* [Work to be completed] Although the data below contains pictures, output only the lines between those holding "TARGET = green backpack" and "TARGET = woman in pink dress", inclusive, exactly and without those pictures.

* [Task material]
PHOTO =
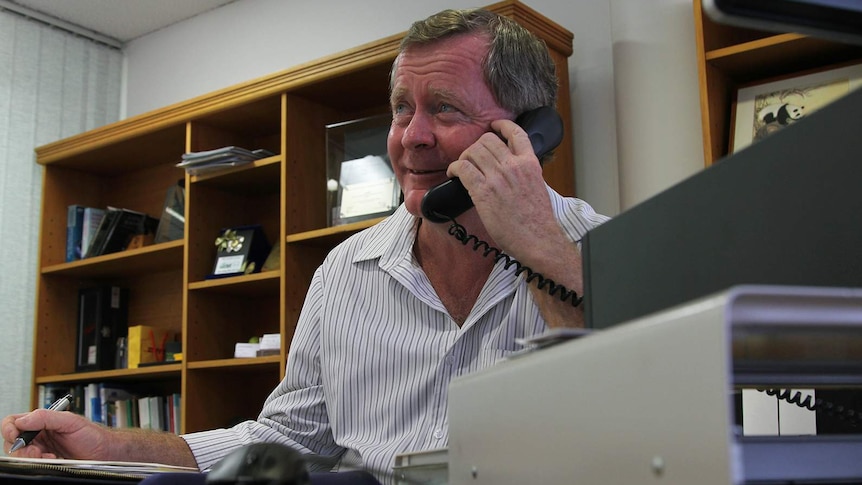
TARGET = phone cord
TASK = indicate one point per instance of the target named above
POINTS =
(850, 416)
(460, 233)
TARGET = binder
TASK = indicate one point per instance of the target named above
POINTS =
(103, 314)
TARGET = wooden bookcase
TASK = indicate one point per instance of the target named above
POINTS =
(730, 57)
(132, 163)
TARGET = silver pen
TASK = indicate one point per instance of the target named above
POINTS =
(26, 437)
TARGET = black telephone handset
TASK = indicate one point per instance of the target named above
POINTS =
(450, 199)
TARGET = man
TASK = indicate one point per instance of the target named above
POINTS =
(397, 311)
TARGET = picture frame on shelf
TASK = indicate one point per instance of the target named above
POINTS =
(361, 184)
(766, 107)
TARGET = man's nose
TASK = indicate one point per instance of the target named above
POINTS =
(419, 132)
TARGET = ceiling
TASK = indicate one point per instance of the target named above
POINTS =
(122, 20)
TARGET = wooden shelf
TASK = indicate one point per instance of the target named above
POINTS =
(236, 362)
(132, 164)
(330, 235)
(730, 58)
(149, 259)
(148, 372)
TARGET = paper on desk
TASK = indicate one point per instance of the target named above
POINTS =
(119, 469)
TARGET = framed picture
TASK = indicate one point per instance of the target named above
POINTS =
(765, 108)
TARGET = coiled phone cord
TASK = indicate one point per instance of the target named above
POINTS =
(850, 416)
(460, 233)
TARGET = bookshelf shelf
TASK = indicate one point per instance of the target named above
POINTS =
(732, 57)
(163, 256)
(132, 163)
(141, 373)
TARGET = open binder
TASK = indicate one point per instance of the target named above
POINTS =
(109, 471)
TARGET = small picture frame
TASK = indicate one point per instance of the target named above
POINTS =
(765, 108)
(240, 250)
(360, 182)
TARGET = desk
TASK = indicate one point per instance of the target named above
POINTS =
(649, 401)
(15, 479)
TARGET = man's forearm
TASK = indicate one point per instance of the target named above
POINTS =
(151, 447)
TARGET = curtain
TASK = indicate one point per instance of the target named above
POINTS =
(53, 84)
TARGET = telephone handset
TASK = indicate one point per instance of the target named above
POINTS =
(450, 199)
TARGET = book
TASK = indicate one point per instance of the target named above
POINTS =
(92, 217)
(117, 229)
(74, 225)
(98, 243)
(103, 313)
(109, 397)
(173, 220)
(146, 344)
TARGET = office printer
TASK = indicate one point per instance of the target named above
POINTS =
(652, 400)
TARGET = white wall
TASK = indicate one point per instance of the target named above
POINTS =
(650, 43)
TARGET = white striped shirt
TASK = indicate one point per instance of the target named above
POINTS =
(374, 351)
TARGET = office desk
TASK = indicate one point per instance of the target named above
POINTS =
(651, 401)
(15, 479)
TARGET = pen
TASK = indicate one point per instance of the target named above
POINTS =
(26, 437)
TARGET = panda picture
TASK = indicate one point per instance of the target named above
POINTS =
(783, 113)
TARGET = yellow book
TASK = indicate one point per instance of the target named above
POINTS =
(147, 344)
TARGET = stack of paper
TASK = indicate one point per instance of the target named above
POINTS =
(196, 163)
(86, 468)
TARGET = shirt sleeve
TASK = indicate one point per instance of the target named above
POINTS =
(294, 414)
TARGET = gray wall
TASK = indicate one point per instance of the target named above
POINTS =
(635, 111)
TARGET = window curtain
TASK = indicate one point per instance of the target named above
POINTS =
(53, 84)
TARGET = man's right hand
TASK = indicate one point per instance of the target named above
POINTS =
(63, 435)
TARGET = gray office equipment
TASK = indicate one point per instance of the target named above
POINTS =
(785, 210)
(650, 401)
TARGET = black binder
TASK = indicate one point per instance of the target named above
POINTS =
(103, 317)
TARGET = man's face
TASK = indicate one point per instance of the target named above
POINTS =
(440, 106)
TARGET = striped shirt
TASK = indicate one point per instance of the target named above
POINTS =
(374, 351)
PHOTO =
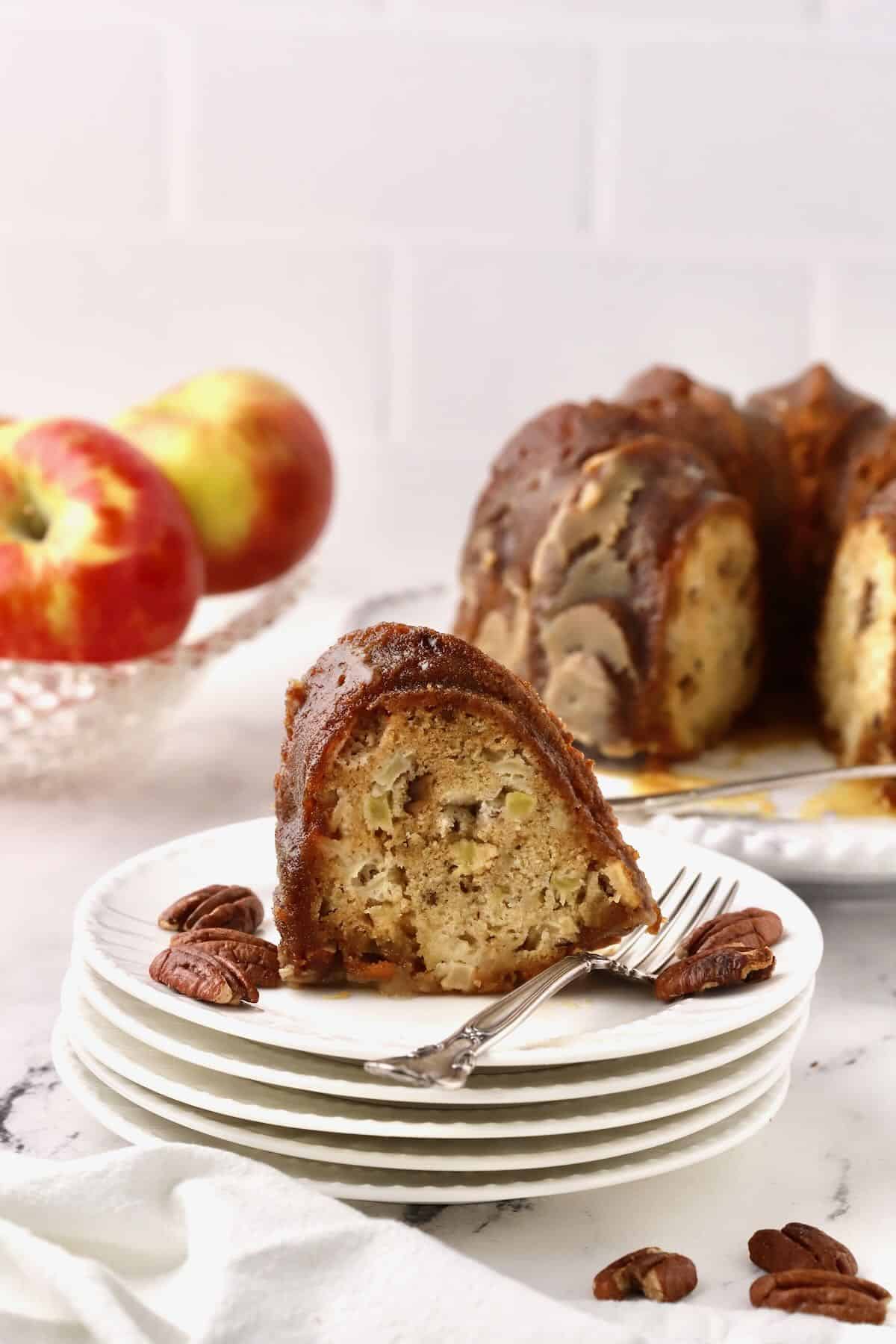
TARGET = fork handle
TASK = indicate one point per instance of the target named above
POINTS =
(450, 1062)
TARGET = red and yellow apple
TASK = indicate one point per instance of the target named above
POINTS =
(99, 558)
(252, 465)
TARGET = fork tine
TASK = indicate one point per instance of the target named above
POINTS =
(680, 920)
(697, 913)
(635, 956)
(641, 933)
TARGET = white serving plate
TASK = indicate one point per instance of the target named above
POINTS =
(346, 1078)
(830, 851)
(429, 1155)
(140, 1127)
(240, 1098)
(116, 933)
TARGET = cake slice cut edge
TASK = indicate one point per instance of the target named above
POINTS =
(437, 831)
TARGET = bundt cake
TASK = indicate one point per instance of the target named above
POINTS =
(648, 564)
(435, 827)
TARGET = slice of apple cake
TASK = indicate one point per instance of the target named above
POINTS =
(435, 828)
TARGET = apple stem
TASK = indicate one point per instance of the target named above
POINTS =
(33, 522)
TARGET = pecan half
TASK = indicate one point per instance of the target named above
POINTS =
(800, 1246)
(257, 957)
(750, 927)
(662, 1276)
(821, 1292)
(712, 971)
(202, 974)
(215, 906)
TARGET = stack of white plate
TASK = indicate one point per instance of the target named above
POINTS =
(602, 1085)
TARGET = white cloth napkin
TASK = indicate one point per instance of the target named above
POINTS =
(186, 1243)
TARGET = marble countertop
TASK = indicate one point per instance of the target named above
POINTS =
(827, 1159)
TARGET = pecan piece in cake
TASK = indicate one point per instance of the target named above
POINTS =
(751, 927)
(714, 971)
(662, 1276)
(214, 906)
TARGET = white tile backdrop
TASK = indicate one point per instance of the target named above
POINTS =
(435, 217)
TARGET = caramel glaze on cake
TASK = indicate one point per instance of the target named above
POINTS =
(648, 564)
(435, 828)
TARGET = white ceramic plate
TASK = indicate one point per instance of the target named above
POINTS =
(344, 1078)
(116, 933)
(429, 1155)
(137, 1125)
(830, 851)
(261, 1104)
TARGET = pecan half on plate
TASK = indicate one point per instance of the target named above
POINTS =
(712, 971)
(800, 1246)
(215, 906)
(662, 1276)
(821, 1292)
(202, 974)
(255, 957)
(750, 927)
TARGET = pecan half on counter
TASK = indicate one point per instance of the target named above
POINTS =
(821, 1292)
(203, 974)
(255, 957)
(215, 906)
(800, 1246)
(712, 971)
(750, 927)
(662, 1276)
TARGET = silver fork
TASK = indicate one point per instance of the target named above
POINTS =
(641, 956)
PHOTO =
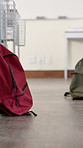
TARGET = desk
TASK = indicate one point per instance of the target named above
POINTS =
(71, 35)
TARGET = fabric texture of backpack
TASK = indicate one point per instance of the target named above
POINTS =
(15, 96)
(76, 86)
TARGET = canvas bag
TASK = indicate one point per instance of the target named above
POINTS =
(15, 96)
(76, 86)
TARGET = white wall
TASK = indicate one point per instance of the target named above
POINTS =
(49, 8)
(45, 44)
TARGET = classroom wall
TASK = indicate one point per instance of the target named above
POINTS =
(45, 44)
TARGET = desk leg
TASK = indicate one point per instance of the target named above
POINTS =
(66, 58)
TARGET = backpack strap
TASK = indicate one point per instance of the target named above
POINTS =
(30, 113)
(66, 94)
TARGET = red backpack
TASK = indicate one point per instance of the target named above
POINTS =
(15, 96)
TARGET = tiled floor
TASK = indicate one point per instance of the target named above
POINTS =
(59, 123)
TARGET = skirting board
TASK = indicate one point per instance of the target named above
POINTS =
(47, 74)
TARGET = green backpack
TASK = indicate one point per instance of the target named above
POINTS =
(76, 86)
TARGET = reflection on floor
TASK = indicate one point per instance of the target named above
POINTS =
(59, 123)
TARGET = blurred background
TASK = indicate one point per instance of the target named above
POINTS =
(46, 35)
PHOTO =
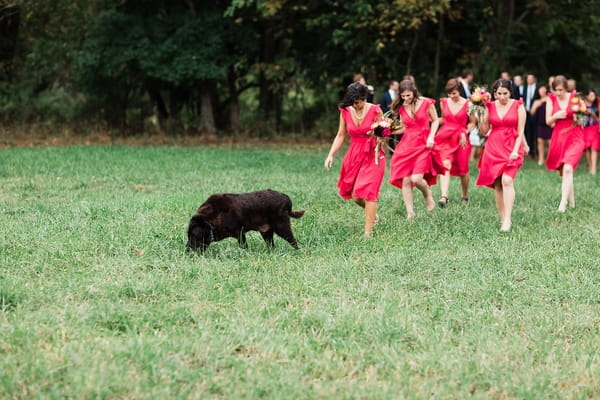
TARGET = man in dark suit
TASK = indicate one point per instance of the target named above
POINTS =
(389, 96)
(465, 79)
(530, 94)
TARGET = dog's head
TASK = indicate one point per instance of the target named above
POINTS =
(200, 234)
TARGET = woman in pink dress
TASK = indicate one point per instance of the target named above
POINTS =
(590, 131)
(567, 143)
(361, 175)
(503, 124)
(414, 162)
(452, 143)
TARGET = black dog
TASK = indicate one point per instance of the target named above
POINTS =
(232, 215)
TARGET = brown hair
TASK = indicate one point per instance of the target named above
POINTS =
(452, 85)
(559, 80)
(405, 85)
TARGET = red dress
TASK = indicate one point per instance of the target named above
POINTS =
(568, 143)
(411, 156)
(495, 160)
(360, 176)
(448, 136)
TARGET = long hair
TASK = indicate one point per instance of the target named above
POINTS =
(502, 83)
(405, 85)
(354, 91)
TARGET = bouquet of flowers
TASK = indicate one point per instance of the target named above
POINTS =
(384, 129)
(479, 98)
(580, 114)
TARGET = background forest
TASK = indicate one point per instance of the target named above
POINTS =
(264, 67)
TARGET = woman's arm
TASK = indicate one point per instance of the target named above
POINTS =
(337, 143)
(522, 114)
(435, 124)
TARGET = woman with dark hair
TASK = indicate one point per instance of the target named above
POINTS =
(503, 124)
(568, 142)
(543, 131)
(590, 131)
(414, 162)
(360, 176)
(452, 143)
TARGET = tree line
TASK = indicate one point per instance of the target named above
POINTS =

* [Result for this exercise]
TARGET = green backpack
TASK = indicate one point per instance of the target named above
POINTS =
(76, 86)
TARGET = reflection on floor
TASK = indicate one point per instance of the target named above
POINTS =
(59, 123)
TARGET = blurred background
TASK = indicate one point per instance of the target named above
POINTS =
(46, 35)
PHOTO =
TARGET = man in dark suit
TASK = indicate one point per instance of the target named above
POINTS =
(389, 96)
(465, 79)
(530, 94)
TARGET = dog's head
TASK = indicate one point per instance of the target named above
POINTS =
(200, 234)
TARGET = woman in pink dress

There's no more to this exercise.